Your task is to print all of the material verbatim.
-- START OF RECORD EXCERPTS --
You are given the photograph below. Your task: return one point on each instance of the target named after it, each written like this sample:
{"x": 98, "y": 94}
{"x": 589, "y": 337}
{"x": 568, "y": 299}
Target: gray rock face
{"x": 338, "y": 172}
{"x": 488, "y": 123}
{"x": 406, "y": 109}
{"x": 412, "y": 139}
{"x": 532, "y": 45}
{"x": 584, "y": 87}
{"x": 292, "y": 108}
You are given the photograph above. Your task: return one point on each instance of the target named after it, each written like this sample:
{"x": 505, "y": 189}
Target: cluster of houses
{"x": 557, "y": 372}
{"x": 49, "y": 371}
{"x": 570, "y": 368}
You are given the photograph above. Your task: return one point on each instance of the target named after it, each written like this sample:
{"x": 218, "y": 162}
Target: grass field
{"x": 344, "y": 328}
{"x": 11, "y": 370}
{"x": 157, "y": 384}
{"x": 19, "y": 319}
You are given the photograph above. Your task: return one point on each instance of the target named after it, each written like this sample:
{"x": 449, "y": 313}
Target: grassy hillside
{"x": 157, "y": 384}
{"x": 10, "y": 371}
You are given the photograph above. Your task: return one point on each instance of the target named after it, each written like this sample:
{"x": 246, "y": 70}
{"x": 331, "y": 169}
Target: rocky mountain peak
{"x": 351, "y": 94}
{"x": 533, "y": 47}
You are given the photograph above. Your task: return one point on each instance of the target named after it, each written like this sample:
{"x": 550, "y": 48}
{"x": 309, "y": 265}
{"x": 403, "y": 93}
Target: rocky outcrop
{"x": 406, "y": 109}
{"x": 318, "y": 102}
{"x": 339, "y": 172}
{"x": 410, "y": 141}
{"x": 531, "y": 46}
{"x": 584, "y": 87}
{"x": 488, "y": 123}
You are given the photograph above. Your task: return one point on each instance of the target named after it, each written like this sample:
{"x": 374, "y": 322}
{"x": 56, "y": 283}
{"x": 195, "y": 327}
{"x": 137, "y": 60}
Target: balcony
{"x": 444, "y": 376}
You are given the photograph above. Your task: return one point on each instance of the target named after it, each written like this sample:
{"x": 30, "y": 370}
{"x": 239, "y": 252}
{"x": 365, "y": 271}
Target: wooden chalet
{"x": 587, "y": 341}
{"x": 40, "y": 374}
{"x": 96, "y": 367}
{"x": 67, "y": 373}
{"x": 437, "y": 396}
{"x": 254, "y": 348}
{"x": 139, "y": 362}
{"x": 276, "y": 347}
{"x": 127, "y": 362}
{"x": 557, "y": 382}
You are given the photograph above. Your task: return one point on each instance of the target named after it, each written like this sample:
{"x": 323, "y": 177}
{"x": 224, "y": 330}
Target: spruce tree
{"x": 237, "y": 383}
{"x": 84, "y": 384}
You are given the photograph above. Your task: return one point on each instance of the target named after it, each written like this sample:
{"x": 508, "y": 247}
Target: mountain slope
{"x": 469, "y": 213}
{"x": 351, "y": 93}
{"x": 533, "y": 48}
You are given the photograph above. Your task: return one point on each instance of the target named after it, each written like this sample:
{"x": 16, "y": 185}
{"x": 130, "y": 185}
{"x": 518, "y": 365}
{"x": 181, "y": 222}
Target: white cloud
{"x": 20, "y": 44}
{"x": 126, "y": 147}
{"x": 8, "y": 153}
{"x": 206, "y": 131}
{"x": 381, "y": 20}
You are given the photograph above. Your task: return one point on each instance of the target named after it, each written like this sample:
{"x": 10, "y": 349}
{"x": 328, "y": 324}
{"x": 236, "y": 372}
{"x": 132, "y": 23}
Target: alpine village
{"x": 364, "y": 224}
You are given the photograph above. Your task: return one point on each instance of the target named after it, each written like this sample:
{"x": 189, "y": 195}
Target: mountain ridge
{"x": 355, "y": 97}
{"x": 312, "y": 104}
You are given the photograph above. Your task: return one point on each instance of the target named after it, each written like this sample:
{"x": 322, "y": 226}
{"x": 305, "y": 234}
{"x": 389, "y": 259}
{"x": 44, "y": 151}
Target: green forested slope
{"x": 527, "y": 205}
-- END OF RECORD EXCERPTS --
SOLUTION BELOW:
You are given the photograph below. Your task: return one point on each instance of the target named after it, each written like this sample:
{"x": 98, "y": 94}
{"x": 589, "y": 337}
{"x": 568, "y": 299}
Target: gray rock face
{"x": 338, "y": 172}
{"x": 488, "y": 123}
{"x": 406, "y": 109}
{"x": 412, "y": 139}
{"x": 532, "y": 45}
{"x": 584, "y": 87}
{"x": 292, "y": 108}
You are given the photograph above. Your task: return one point on each instance of the target named after it, each written like this sample:
{"x": 505, "y": 189}
Target: cluster of houses
{"x": 557, "y": 372}
{"x": 49, "y": 371}
{"x": 570, "y": 368}
You are given the photograph above. Your task: return one point on each instance of the target named after it, each written like this sample:
{"x": 218, "y": 162}
Target: grass field
{"x": 344, "y": 328}
{"x": 11, "y": 370}
{"x": 157, "y": 384}
{"x": 19, "y": 319}
You are given the photograph above. Your task: return one point on each instance of the target named after it, each written like this sample:
{"x": 449, "y": 313}
Target: grassy hillside
{"x": 157, "y": 384}
{"x": 10, "y": 371}
You are given the photograph above. Your task: return one point on each instance of the target named after it, each written like this sample:
{"x": 246, "y": 70}
{"x": 331, "y": 169}
Target: rocky mountain peak
{"x": 351, "y": 94}
{"x": 533, "y": 47}
You are given the photograph above. Your task: return one point on each instance of the target named after it, each written like this sample:
{"x": 550, "y": 48}
{"x": 309, "y": 265}
{"x": 403, "y": 93}
Target: rocky outcrop
{"x": 406, "y": 109}
{"x": 318, "y": 102}
{"x": 339, "y": 172}
{"x": 410, "y": 141}
{"x": 531, "y": 46}
{"x": 584, "y": 87}
{"x": 488, "y": 123}
You are given the photograph above. Your task: return one point on each instance of the target named after it, each written like this sample:
{"x": 374, "y": 322}
{"x": 56, "y": 283}
{"x": 195, "y": 327}
{"x": 137, "y": 60}
Target: balcony
{"x": 444, "y": 376}
You are given the photograph above. Your task: return one point on each instance of the target named after it, each written like this sample:
{"x": 30, "y": 370}
{"x": 239, "y": 252}
{"x": 365, "y": 271}
Target: wooden chalet
{"x": 587, "y": 341}
{"x": 40, "y": 374}
{"x": 96, "y": 367}
{"x": 67, "y": 373}
{"x": 437, "y": 396}
{"x": 254, "y": 348}
{"x": 139, "y": 362}
{"x": 276, "y": 347}
{"x": 127, "y": 362}
{"x": 557, "y": 382}
You are given the photograph above. Your task: return one point on each instance of the target named after it, each written like this sample:
{"x": 323, "y": 177}
{"x": 224, "y": 330}
Target: spruce tree
{"x": 237, "y": 383}
{"x": 84, "y": 384}
You are given the photograph above. Your task: return one point on each instance of the target named after it, each written like this sample:
{"x": 508, "y": 247}
Target: mountain slope
{"x": 469, "y": 213}
{"x": 351, "y": 93}
{"x": 533, "y": 48}
You are given the photograph above. Your task: return one point on each instance of the target named after it, each written like this sample:
{"x": 16, "y": 185}
{"x": 130, "y": 185}
{"x": 518, "y": 365}
{"x": 181, "y": 222}
Target: white cloud
{"x": 20, "y": 44}
{"x": 126, "y": 147}
{"x": 8, "y": 153}
{"x": 206, "y": 131}
{"x": 381, "y": 20}
You are given the photograph above. Your task: return one point on each instance of the target named after it, each written like this sample:
{"x": 10, "y": 349}
{"x": 328, "y": 324}
{"x": 236, "y": 372}
{"x": 132, "y": 23}
Target: alpine village
{"x": 364, "y": 224}
You are given the photograph above. Your task: return one point on each instance of the target named after it, each written like this sample:
{"x": 189, "y": 195}
Target: mountain ridge
{"x": 355, "y": 97}
{"x": 312, "y": 104}
You are given the photograph above. Your task: return one point on each instance of the target named after it, each written like this sample:
{"x": 322, "y": 226}
{"x": 305, "y": 234}
{"x": 389, "y": 259}
{"x": 44, "y": 151}
Target: green forested slope
{"x": 527, "y": 205}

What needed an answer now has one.